» EXERCISE DIRECTIONS
Rewrite every entry below with "Note to the class" changed to "Instructions for students" and everything else left as it is. Leave out the pictures.
>>>>>
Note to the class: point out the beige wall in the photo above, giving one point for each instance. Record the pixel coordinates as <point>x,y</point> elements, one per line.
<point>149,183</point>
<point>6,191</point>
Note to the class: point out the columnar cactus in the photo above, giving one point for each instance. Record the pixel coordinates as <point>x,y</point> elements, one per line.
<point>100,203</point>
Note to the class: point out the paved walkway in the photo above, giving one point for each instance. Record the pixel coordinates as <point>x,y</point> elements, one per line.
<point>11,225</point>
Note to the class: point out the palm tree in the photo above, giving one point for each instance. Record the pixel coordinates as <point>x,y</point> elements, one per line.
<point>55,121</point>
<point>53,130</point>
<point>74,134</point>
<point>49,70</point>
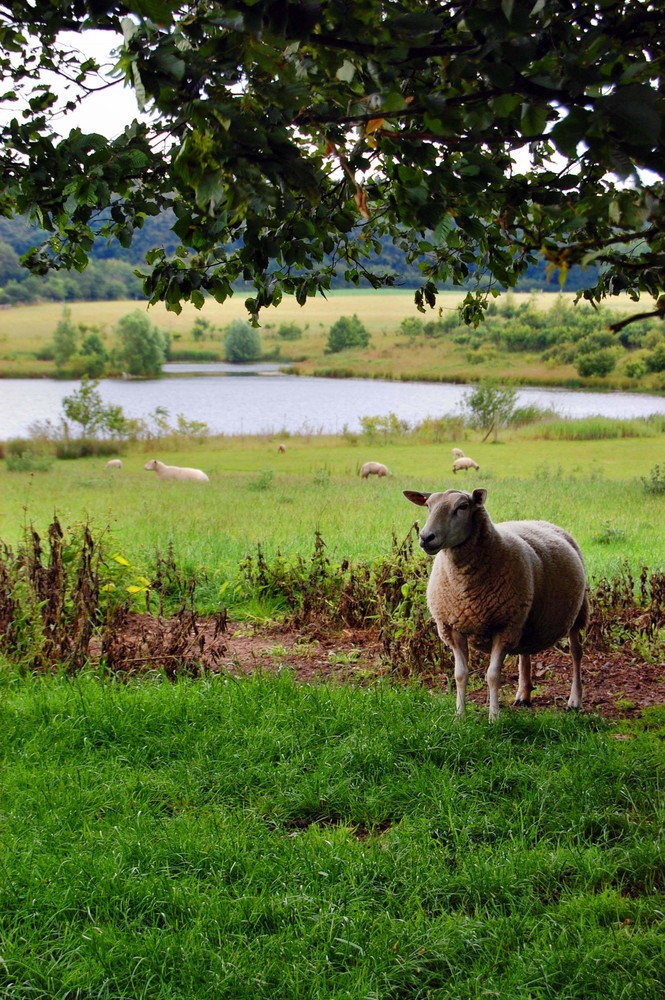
<<<<<
» THE ANSWER
Instructions for students: point out the beige wall in the photo above, giving one point for each instance. Record the pixel coordinates as <point>x,y</point> elements, one per line.
<point>149,183</point>
<point>6,191</point>
Instructions for students: point out the columnar cactus in the photo above, giving one point for each instance. Record the pixel coordinates as <point>x,y</point> elements, one per line.
<point>100,203</point>
Instructions for students: point out the paved walkway in the photo above, giving one point for each instance. Record the pixel coordinates as <point>x,y</point> elements, one per line.
<point>11,225</point>
Instructions for students: point out the palm tree in the photo above, giving one point for each instance. Record the pixel coordinates as <point>x,y</point> elements, one per line.
<point>55,121</point>
<point>53,130</point>
<point>74,134</point>
<point>49,70</point>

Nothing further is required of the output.